▸ **Challenge**
Copy out, unchanged, every line of the entries from the one containing "of the lamp" down to the one containing "<point>452,244</point>", with both of those lines included.

▸ **Supplied records**
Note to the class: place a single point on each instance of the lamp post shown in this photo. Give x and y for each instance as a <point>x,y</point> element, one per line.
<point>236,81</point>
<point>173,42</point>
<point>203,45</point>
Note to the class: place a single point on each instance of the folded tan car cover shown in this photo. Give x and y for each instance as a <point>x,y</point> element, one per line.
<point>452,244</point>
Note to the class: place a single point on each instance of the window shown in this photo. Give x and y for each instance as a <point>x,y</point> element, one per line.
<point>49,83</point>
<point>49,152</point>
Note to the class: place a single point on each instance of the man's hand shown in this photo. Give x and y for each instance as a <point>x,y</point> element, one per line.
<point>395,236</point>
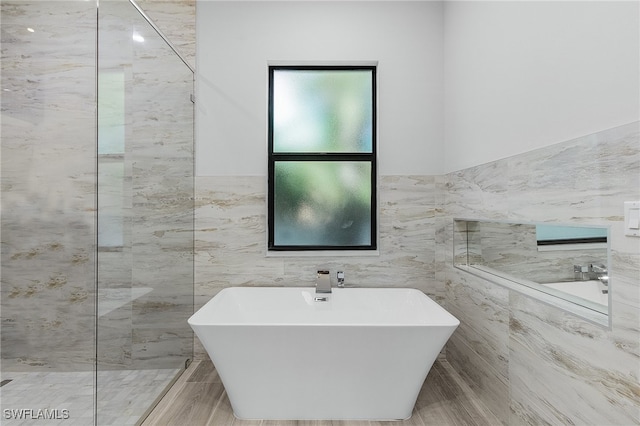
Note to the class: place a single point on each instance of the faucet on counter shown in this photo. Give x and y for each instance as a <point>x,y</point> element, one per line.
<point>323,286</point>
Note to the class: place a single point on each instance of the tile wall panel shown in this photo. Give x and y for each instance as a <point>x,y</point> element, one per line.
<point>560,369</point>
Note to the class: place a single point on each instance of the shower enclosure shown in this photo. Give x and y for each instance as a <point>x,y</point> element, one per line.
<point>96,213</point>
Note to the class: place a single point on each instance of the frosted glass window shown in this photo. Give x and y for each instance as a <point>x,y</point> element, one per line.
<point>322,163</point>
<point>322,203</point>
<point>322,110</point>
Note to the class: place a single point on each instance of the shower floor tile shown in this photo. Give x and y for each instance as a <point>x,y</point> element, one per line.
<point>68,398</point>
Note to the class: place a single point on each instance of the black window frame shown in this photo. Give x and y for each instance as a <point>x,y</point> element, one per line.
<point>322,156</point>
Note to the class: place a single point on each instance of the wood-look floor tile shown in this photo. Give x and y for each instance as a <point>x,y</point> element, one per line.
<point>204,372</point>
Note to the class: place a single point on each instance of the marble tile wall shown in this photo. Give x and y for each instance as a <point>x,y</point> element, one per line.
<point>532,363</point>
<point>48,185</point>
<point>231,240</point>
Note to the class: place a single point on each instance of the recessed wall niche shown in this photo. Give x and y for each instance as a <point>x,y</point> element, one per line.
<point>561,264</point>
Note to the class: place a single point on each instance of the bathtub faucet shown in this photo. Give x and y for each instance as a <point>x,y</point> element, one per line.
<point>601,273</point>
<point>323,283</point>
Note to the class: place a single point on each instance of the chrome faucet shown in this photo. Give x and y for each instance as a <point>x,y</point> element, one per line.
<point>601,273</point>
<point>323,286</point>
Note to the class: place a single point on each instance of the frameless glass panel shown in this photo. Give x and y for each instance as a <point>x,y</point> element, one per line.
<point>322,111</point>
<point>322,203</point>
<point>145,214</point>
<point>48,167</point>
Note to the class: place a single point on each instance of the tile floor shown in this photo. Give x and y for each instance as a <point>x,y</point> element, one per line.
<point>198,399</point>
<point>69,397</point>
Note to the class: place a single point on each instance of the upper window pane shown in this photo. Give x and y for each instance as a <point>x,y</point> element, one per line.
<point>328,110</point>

---

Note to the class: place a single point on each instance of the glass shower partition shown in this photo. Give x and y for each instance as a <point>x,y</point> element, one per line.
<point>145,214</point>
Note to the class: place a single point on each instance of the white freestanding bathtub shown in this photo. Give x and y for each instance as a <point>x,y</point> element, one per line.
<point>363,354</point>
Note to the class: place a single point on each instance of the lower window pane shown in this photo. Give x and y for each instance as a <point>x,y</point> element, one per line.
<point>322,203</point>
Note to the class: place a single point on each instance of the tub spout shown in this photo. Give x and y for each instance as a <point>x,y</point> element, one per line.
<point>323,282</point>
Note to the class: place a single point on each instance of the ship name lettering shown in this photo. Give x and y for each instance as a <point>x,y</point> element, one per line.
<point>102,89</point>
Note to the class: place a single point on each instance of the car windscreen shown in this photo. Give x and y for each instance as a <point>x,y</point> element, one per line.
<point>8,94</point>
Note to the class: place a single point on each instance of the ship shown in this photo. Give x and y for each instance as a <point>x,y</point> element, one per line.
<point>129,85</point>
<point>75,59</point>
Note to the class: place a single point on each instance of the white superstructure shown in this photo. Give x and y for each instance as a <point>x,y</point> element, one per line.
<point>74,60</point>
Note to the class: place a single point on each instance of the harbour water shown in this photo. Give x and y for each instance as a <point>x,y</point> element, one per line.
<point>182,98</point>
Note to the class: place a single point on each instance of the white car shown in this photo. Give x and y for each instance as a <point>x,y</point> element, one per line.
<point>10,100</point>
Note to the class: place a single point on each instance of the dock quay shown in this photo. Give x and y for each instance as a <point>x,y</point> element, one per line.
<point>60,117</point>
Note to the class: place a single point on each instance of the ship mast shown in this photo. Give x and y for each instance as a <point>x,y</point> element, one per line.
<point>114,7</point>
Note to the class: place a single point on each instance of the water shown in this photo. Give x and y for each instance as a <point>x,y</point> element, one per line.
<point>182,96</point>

▸ **Result of the task**
Note to the class: place a single point on each instance of the lamp post shown in this photo. Give x and y for each instance as a <point>x,y</point> element, one per line.
<point>236,81</point>
<point>173,42</point>
<point>203,45</point>
Note to the class: place a single point on each instance of the folded tan car cover shown in this photo. Give x and y for each instance as a <point>x,y</point> element, one per line.
<point>452,244</point>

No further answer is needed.